## Provided information:
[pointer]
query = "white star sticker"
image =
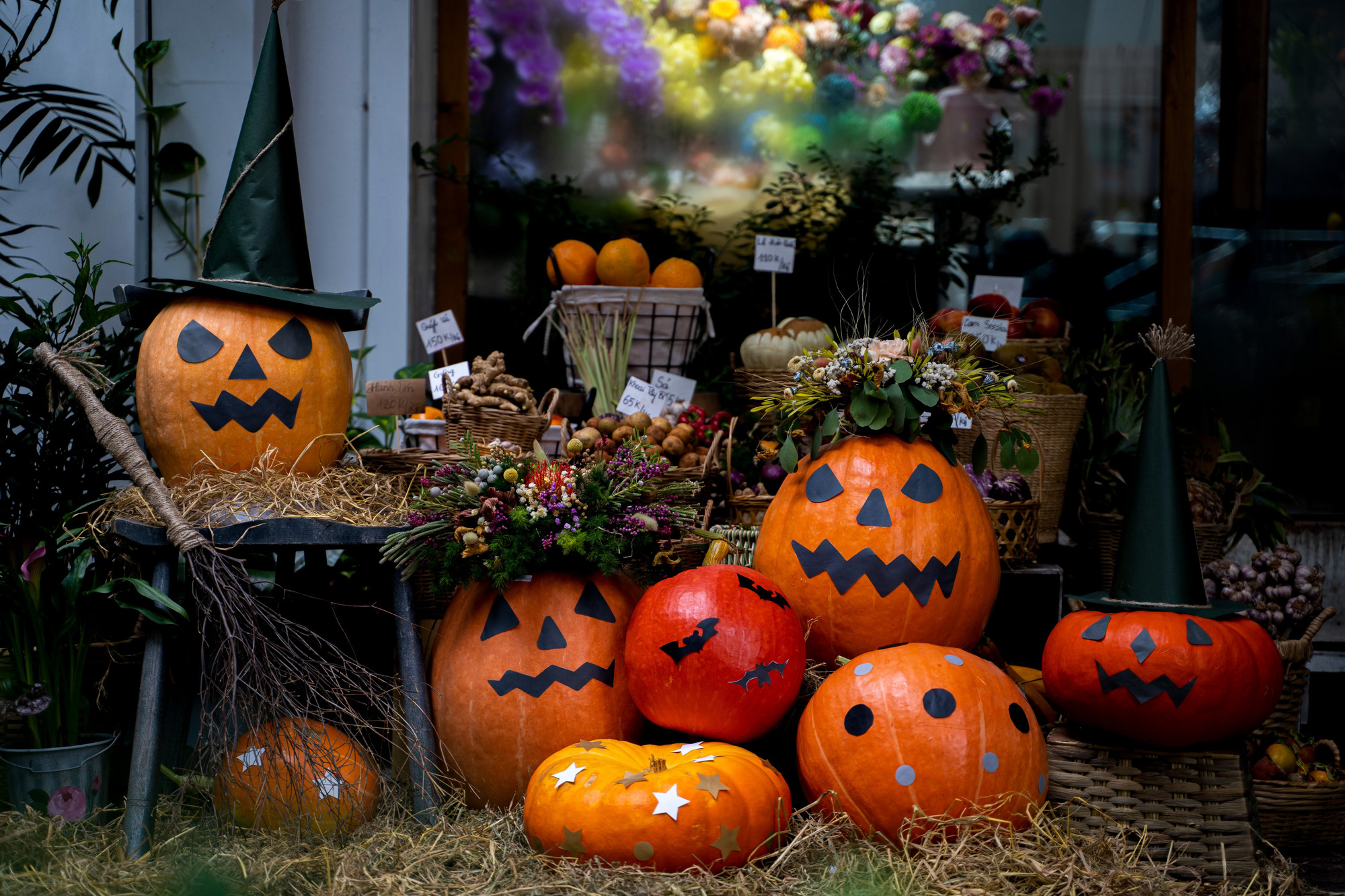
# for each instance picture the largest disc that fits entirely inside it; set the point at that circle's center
(669, 802)
(568, 775)
(329, 786)
(251, 756)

## Written instruction:
Write out all of the lines above again with every answer coordinate shifted by -80, and leave the pictures out.

## Full response:
[pointer]
query = "white star sticker"
image =
# for each instance picture the largest disc that fits entirely inside it; set the point at that circle's center
(589, 722)
(488, 695)
(249, 706)
(171, 676)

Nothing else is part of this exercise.